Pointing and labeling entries
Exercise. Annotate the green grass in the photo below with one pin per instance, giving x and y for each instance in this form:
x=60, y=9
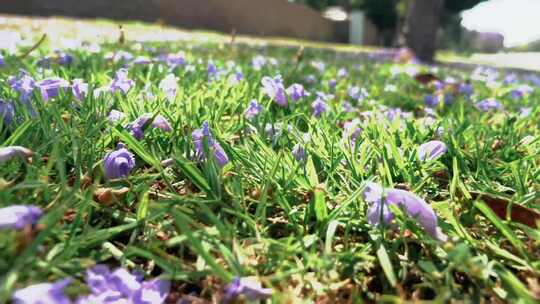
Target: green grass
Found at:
x=301, y=228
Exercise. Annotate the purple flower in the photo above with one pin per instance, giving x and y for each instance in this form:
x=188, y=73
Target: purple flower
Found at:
x=332, y=84
x=79, y=88
x=7, y=153
x=7, y=112
x=351, y=131
x=247, y=287
x=319, y=107
x=510, y=78
x=169, y=86
x=121, y=286
x=466, y=89
x=253, y=109
x=25, y=84
x=342, y=73
x=50, y=87
x=142, y=60
x=431, y=100
x=296, y=92
x=525, y=112
x=122, y=56
x=347, y=107
x=19, y=216
x=299, y=152
x=44, y=293
x=118, y=163
x=64, y=58
x=380, y=199
x=431, y=150
x=273, y=87
x=115, y=116
x=258, y=62
x=121, y=82
x=214, y=147
x=488, y=104
x=358, y=93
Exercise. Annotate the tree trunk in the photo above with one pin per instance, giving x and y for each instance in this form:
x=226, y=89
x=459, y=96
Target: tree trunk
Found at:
x=421, y=28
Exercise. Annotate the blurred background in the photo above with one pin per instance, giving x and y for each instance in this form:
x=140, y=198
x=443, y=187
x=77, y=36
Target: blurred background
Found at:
x=459, y=26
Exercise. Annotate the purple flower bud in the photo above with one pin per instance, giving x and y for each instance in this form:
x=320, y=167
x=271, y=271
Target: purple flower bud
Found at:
x=431, y=150
x=351, y=131
x=214, y=147
x=380, y=199
x=25, y=84
x=431, y=100
x=347, y=107
x=79, y=88
x=142, y=60
x=7, y=112
x=273, y=87
x=358, y=93
x=122, y=56
x=342, y=73
x=44, y=293
x=169, y=86
x=258, y=62
x=299, y=153
x=115, y=116
x=19, y=216
x=466, y=89
x=319, y=107
x=296, y=92
x=7, y=153
x=247, y=287
x=488, y=104
x=64, y=58
x=332, y=84
x=121, y=82
x=118, y=163
x=253, y=109
x=50, y=87
x=525, y=112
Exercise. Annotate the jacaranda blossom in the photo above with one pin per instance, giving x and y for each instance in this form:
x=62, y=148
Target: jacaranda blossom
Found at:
x=199, y=135
x=44, y=293
x=247, y=287
x=79, y=88
x=121, y=82
x=379, y=212
x=431, y=150
x=273, y=87
x=118, y=163
x=296, y=92
x=7, y=112
x=7, y=153
x=253, y=109
x=19, y=216
x=488, y=104
x=169, y=86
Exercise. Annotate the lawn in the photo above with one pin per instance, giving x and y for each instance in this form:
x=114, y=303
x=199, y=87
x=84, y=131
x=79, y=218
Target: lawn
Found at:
x=214, y=170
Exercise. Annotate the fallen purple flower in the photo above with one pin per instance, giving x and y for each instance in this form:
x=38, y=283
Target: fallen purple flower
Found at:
x=381, y=198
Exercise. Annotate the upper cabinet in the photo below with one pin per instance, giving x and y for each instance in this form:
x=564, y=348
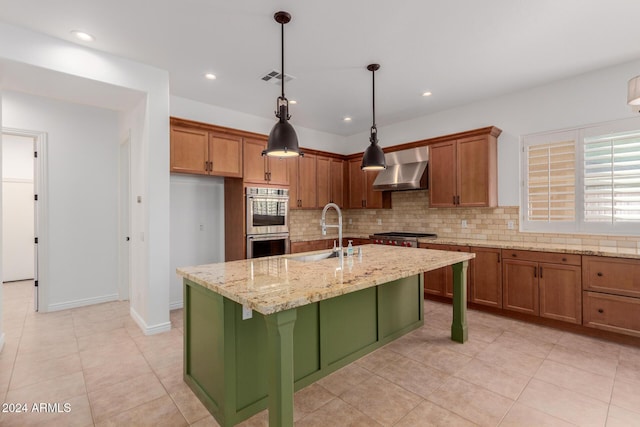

*The problem*. Copy out the records above word for word, starting with the line that contains "Exercise. Annotate the blurred" and ending with the line that contains "x=459, y=26". Include both of those lines.

*Final result*.
Exercise. Annotate the blurred background in the photo above with one pin per instance, giving x and y for each instance in this form:
x=140, y=198
x=443, y=187
x=77, y=36
Target: blurred background
Found at:
x=459, y=26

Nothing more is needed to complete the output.